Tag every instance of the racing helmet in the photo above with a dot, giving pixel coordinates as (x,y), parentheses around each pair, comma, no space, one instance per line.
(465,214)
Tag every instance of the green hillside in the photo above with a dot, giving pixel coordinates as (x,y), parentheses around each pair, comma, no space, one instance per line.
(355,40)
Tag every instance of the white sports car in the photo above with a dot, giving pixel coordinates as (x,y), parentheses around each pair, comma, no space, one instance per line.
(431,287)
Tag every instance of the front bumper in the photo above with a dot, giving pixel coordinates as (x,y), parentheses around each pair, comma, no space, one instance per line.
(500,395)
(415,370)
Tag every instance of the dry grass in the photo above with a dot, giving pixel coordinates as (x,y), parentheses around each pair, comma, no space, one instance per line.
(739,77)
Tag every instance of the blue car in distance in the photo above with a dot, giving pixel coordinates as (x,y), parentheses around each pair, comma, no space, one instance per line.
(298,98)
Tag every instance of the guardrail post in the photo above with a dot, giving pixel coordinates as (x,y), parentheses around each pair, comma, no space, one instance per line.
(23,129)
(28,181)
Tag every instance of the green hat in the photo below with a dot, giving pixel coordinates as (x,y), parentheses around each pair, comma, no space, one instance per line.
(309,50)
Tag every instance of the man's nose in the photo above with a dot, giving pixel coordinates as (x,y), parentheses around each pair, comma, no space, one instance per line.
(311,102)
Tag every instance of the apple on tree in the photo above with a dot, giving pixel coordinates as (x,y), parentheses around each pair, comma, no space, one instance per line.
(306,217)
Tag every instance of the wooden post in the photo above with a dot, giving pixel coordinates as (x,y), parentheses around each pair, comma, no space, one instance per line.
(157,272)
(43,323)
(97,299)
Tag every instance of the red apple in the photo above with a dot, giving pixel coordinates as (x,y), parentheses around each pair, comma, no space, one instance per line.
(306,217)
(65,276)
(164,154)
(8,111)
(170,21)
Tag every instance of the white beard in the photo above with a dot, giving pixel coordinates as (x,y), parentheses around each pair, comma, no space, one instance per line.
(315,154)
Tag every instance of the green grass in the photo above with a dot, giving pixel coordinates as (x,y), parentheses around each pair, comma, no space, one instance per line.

○ ○ ○ ○

#### [TASK ITEM]
Retype each line above with no alterations.

#### [SOLUTION TO THE EXERCISE]
Tag every instance of the racing helmet in the photo above with a dot, giving pixel coordinates as (x,y), parentheses around each pair, comma, no space, one instance per line.
(465,214)
Tag every instance of the green hillside in the photo above with a dot, giving pixel coordinates as (x,y), parentheses around each pair, comma, no space, one instance per line.
(355,40)
Tag every instance of the white sports car in the photo above with a dot, giving pixel coordinates as (x,y), parentheses around each pair, comma, no space, one instance per line.
(431,287)
Tag every instance of the front bumper in the photo above with a dot, giving pixel coordinates as (x,y), parentheses around each pair, comma, no space, one instance per line.
(500,395)
(415,370)
Tag every instance of the dry grass in the photo above with a dot, giving pixel coordinates as (x,y), parentheses around each pair, comma, no space, one instance per line.
(739,77)
Tag every instance of the blue car in distance in the photo above with a dot, giving pixel coordinates as (x,y), parentheses around each pair, comma, no space, one instance per line.
(298,98)
Tag every instance of the guardrail post in the photo above with a dot, giving pixel coordinates as (x,y), parentheses around each pair, comma, no space, one instance per line.
(23,129)
(28,181)
Tag every instance of the green hat in the photo below with a dot, giving pixel coordinates as (x,y), parentheses around each pair, comma, no space, one instance per line.
(309,50)
Tag every instance of the man's nose in the photo above with a dot, giving pixel coordinates as (x,y), parentheses around each pair, comma, no space, one instance per line.
(311,102)
Tag every instance of the apple on tree in the photo above with a dot, giving pixel coordinates as (x,y), parentheses around each pair, comma, no space, one instance per line.
(306,217)
Tag every instance of the wooden post in the photo above with a dot, giving pixel coordinates as (x,y), parentheses around each pair, comma, no space, one instance per line.
(157,272)
(43,323)
(97,299)
Tag every instance of the red apple in the photo above with a dot, giving pixel coordinates as (x,y), parentheses around each pair, comma, no space, one instance per line.
(306,217)
(65,276)
(164,154)
(8,111)
(170,21)
Tag every instance of the white beard in the photo above with a dot, giving pixel coordinates as (x,y), parentheses around each pair, comma, no space, one instance per line.
(315,154)
Tag every instance of the green grass in the photo above with a dot, giving pixel coordinates as (x,y), parentheses around each pair, comma, no space, one instance per line.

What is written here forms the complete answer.